**Text excerpt**
┏━━
Master Craftsman: Frank Dalene, Custom Contractor, Green Innovator

FrankDaleneinhisoffice-OPWEB
Frank Dalene in his office, Photo: Oliver Peterson

Born of hard work, training and years of dedication to a chosen craft, great artisans are often part of a lineage going back generations. Whether through blood or apprenticeship, usually both, a master craftsman carries the baton of his or her forebears, adds to the legacy and then passes it forward. And so it is with Telemark construction company President and CEO Frank Dalene–a man who carries on the traditions of his Norwegian heritage while bestowing innumerable contributions to his scions, their students and those far into the future.

Dalene is wright of the highest order, but his skill as a custom builder and carpenter is just the beginning. For the last four decades, he has stood at the forefront of the growing green building and sustainability movement, and his efforts and ideas might just reshape the way homes are built worldwide.

Bates-Masi home built by Telemark, Photo: Oliver Peterson

As he continued school, albeit with pre-med behind him, Dalene left plumbing and took a job as a framer and carpenter with a Norwegian builder who approached everything with the utmost care and artistry. “I was surrounded by Norwegian craftsman,” he says, describing the men who brought his training to another level. “The frames [we built] looked like a piece of artwork…customers didn’t want to put sheetrock on.”

Dalene took his new skills back to Long Island and started a carpentry contracting business. In 1978, after his father’s partner retired, he merged with Hugo’s company, and together formed Telemark. From there, “We migrated east,” Dalene says pointing out that East End construction was booming at the time, despite a recession up the island.

In the Hamptons, people took notice of their dependability, quality work and original designs, establishing Telemark as one of the region’s most sought after builders. Things snowballed from there, and before long the company broke the $1 million project threshold, opening a whole new world of opportunity.

Now a top custom builder, Dalene makes nearly every part of a home by hand and to architect specifications. From framing to doors, to furniture and architect-exclusive molding designs with hand-machined blades for cutting them, nothing Telemark does is cookie-cutter. “There’s not a lot of things purchased off the shelf,” Dalene says, noting that his team makes everything–all the way down to handmade drink coasters.

Telemark project underway, Photo: Oliver Peterson

At the same time, “We were always innovating energy efficiency,” Dalene says. He worked with colleagues to come up with new approaches and systems, and was among the earliest early adopters of geothermal cooling, radiant heat and the like.
┗━━
**Requirement 1**
Render each nonblank line of the listing below as one string in a JSON list, omitting the pictures.
The profile of Frank Dalene and the listing bear no relation to each other.

**Extracted entries**
┏━━
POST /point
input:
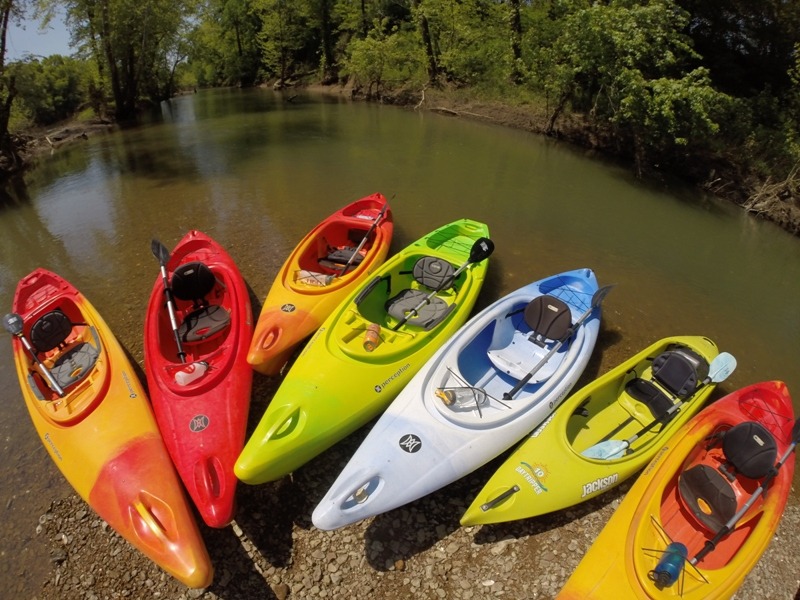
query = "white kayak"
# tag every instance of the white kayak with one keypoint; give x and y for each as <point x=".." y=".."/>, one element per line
<point x="494" y="381"/>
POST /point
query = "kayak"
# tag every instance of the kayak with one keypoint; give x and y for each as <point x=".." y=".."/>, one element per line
<point x="549" y="471"/>
<point x="329" y="262"/>
<point x="200" y="389"/>
<point x="467" y="404"/>
<point x="93" y="417"/>
<point x="368" y="349"/>
<point x="698" y="519"/>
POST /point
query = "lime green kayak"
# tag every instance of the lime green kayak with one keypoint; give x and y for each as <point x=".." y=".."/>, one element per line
<point x="368" y="349"/>
<point x="604" y="433"/>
┗━━
**Requirement 2**
Write the next few sentences of the profile of Frank Dalene above, continuing from its final sentence.

**Answer 1**
[
  "POST /point",
  "input:",
  "query = \"white kayak\"",
  "# tag every instance of the white kayak with one keypoint; give x and y for each as <point x=\"..\" y=\"..\"/>, one element per line",
  "<point x=\"494\" y=\"381\"/>",
  "POST /point",
  "query = \"kayak\"",
  "# tag every instance of the kayak with one keypoint; give x and y for each as <point x=\"..\" y=\"..\"/>, one element per line",
  "<point x=\"549\" y=\"471\"/>",
  "<point x=\"329\" y=\"262\"/>",
  "<point x=\"200\" y=\"389\"/>",
  "<point x=\"467\" y=\"404\"/>",
  "<point x=\"93\" y=\"417\"/>",
  "<point x=\"368\" y=\"349\"/>",
  "<point x=\"698\" y=\"519\"/>",
  "POST /point",
  "query = \"lime green kayak\"",
  "# tag every instance of the lime green kayak with one keypoint; give x and y for each as <point x=\"..\" y=\"..\"/>, one element per line",
  "<point x=\"368\" y=\"349\"/>",
  "<point x=\"604\" y=\"433\"/>"
]

**Answer 2**
Today, Dalene speaks at international green building events, has served on various advisory boards, helped get related bills adopted in the NY State Assembly and Senate, and judged design contests, including the Attainable Long Island Green Home Design Competition. He notably led the completion of the Hamptons Green Alliance (HGA) House–a net‐zero energy, carbon neutral home, which earned the New York Solar Energy Industries Association Net Zero Residential Building Award in 2010.

“I’m an environmentalist first,” Dalene says, explaining that his commitment to the planet supersedes his business interests, though they often intersect. Among their many available services, Telemark offers energy audits to show clients how they can save money with various improvements to a home.

Perhaps his greatest project, and what could be his most paradigm-changing contribution, is a carbon footprint indexing system, which quantifies the carbon footprint of raw building materials that will then be used toward determining the true carbon footprint of a building from the ground up. Dalene says the numbered tags wouldn’t be used to decide taxes on products or projects, but rather promote green building through capitalism “using the free market economy to reduce greenhouse gasses.”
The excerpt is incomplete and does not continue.